Task directions - In the records below, find the line containing "Can you find the asphalt pavement?". Restate it and all the lines after it exactly, and omit the rest.

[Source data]
%%
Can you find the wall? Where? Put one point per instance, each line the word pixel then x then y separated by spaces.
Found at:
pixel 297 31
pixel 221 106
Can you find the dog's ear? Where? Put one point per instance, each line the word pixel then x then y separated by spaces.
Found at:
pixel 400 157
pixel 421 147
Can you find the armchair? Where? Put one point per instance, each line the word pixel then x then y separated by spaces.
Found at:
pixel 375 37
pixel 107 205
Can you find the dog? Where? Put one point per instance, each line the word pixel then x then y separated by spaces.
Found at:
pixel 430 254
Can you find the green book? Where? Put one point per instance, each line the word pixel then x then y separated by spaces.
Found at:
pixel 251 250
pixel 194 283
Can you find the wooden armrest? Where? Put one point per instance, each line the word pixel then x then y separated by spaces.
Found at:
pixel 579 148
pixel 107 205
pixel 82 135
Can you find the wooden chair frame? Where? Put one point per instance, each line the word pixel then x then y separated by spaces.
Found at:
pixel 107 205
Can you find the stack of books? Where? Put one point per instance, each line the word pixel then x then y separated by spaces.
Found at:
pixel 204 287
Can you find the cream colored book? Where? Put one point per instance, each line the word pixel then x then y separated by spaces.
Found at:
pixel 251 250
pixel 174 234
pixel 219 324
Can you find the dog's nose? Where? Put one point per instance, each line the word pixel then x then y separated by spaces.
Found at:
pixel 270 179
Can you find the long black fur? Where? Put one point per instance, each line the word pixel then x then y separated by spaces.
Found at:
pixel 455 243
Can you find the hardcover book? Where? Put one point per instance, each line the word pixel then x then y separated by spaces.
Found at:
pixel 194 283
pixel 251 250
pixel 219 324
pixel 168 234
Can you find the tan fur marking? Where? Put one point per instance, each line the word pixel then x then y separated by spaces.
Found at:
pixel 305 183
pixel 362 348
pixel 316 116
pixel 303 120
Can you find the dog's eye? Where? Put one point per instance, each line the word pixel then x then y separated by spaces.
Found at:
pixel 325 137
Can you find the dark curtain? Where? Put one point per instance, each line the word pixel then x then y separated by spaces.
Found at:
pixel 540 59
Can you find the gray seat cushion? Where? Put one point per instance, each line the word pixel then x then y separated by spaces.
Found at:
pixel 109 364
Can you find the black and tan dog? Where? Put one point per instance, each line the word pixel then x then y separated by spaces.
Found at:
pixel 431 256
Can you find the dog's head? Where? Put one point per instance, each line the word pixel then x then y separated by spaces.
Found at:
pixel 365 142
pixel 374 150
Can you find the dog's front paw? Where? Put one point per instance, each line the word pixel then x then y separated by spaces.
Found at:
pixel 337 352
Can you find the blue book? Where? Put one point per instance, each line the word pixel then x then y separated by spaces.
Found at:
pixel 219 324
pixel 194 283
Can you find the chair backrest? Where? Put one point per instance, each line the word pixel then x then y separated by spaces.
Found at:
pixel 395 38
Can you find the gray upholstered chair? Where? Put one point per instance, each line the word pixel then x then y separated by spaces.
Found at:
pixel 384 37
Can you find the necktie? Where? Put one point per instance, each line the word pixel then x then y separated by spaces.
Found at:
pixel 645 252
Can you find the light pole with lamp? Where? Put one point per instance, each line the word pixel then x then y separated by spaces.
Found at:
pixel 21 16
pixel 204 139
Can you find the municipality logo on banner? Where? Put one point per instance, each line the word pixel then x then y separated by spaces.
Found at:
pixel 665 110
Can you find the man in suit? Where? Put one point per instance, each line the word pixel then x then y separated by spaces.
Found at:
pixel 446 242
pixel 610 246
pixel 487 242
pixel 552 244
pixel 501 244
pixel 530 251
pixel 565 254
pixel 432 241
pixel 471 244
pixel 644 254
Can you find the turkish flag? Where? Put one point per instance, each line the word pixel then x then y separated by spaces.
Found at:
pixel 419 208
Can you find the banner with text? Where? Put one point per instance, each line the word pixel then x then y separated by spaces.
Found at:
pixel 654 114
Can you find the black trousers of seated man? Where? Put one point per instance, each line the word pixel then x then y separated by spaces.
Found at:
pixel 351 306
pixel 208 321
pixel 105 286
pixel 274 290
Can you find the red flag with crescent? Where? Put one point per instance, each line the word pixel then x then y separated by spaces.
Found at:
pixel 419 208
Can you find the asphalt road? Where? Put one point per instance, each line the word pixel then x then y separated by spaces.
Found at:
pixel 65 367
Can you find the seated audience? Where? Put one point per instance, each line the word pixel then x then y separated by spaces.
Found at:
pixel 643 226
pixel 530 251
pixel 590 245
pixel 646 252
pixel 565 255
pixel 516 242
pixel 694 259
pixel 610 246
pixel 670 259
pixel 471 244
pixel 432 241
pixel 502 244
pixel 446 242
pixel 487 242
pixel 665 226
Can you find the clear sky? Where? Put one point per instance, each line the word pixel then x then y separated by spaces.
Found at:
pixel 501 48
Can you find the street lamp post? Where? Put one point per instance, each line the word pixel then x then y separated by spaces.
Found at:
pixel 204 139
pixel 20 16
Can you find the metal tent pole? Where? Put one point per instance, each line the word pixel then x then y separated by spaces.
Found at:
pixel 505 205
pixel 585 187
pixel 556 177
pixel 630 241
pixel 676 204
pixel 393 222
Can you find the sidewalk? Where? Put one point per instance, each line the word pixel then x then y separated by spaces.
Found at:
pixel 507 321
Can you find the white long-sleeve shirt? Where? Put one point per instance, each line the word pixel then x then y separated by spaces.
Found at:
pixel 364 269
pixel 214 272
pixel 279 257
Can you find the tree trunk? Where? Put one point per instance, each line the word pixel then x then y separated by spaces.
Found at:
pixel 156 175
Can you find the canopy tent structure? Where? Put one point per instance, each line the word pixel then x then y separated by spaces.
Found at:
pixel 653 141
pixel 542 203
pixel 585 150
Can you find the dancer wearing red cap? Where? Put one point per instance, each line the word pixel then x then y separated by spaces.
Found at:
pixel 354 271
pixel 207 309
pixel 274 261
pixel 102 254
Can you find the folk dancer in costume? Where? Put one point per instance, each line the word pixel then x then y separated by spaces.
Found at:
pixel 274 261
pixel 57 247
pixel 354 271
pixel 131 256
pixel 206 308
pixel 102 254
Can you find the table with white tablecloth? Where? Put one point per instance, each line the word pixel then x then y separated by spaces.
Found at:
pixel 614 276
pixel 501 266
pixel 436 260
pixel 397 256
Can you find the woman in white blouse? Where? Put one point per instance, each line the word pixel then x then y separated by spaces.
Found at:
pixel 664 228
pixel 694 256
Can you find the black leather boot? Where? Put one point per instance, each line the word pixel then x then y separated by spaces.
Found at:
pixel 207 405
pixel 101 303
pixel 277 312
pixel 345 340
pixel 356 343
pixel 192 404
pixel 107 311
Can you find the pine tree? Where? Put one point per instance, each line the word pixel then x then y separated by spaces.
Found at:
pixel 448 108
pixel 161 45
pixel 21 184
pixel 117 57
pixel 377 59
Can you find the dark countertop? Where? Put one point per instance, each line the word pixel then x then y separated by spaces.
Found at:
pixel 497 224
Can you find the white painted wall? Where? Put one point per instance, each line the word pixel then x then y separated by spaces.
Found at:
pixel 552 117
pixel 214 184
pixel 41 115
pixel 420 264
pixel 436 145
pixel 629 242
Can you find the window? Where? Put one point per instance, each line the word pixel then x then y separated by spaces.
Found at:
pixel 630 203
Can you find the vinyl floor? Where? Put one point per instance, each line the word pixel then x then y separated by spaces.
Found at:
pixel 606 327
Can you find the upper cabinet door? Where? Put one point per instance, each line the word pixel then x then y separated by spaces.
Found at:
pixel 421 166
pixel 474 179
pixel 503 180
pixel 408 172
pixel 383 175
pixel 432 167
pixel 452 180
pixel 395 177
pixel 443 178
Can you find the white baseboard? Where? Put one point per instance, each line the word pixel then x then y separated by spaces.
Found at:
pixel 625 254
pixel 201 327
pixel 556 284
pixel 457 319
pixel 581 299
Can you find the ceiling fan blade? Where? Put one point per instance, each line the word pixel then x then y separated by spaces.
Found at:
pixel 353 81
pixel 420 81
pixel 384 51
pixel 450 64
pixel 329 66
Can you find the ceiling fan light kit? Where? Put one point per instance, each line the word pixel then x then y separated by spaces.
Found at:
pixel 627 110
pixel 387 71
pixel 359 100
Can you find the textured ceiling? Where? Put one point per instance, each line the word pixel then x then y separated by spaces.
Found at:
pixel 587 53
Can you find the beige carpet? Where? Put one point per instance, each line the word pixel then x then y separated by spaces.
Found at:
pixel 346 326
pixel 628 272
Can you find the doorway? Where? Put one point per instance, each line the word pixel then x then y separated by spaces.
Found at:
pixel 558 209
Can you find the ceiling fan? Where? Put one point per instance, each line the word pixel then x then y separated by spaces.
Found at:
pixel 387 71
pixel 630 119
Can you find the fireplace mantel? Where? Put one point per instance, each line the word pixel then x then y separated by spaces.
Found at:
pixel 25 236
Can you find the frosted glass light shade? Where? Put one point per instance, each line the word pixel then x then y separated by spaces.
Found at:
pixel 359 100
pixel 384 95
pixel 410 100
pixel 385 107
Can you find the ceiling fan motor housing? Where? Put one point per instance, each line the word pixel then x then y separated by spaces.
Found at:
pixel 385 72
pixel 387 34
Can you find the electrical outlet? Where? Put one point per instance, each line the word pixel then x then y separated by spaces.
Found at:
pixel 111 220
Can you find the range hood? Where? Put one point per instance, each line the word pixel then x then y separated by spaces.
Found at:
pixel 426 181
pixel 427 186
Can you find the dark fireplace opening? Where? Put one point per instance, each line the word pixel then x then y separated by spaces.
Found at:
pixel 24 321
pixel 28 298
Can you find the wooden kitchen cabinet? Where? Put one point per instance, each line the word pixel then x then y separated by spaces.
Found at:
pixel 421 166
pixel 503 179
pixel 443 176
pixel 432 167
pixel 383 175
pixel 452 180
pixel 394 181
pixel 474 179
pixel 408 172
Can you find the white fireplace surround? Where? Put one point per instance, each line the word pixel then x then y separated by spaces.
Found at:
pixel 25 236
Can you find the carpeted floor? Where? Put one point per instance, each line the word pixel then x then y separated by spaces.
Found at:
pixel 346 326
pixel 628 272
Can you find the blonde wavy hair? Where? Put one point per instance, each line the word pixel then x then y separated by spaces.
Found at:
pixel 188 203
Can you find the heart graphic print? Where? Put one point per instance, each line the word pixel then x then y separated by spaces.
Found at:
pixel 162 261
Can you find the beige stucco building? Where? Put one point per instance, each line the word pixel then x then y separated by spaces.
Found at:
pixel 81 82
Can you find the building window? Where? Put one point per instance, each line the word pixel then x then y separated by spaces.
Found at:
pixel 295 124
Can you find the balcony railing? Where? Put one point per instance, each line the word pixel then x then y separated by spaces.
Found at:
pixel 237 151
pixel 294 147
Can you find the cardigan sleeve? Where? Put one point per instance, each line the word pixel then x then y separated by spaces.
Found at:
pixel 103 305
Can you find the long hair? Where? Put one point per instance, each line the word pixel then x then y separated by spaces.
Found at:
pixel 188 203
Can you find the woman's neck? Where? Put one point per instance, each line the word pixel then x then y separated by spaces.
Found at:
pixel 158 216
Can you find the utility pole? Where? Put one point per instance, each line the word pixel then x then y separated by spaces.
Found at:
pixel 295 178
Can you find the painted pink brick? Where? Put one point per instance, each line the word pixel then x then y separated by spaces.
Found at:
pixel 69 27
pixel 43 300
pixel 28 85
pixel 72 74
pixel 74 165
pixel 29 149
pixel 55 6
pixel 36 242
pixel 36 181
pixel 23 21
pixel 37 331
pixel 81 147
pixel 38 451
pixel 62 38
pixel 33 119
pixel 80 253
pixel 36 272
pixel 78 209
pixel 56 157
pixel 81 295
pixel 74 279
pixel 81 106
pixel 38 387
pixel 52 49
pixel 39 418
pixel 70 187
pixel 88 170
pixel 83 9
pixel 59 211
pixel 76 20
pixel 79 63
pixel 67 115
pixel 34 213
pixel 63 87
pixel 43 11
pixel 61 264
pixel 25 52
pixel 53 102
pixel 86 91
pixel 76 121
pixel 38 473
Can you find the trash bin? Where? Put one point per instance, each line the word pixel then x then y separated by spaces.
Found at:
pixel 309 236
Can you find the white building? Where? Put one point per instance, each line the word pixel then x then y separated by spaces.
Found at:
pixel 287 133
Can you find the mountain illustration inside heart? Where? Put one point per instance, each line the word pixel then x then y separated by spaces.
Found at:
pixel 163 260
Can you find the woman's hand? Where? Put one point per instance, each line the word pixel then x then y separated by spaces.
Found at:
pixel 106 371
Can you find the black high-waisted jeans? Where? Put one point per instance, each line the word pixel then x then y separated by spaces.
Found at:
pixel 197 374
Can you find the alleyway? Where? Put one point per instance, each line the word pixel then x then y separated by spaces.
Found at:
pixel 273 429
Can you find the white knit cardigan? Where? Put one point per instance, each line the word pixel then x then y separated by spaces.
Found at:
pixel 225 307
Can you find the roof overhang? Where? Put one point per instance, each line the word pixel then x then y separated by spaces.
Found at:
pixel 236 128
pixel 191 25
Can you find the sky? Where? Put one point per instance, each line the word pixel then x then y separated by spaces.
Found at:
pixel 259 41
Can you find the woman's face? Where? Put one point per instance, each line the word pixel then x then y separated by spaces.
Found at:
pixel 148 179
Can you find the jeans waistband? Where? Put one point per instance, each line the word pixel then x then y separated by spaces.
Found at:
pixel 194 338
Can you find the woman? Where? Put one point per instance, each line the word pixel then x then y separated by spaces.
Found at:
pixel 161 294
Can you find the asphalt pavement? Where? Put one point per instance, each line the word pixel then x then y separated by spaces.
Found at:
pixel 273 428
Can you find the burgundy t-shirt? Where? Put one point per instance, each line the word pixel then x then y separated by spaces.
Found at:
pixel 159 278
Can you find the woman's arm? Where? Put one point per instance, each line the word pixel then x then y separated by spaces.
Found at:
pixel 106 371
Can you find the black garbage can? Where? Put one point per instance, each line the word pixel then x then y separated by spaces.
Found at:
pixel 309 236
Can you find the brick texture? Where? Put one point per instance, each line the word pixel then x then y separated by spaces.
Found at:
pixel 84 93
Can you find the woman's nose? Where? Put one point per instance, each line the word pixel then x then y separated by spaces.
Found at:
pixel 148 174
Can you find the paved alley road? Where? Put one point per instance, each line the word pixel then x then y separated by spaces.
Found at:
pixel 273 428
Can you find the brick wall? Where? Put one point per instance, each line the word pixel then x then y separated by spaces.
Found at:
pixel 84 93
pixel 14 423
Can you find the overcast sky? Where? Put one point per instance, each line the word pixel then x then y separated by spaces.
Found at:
%%
Solution to the problem -
Can you find the asphalt pavement? Where? Put one point per instance, each line the word pixel then x then y separated by spaces.
Found at:
pixel 273 428
Can you find the burgundy t-shirt? Where? Put one point per instance, each line the word pixel then x then y separated by spaces.
Found at:
pixel 159 278
Can you find the woman's arm? Where? Put one point per instance, each line the word pixel then x then y separated by spaces.
Found at:
pixel 106 371
Can you find the black garbage can? Where? Put one point per instance, each line the word pixel then x then y separated by spaces.
Found at:
pixel 309 236
Can you find the brick texture? Where? Put one point per instance, each line the word pixel then x then y separated by spaces.
Found at:
pixel 84 93
Can you find the woman's nose? Where? Put one point per instance, each line the word pixel then x then y separated by spaces.
Found at:
pixel 148 174
Can you find the paved alley road? Where? Put one point per instance, each line the word pixel then x then y separated by spaces.
Found at:
pixel 273 428
Can you find the brick wall? Where? Put one point per instance, each line the word pixel then x then y separated by spaces.
Found at:
pixel 84 93
pixel 14 423
Can you find the overcast sky? Where? Put one point per instance, each line the word pixel then x then y separated by spaces.
Found at:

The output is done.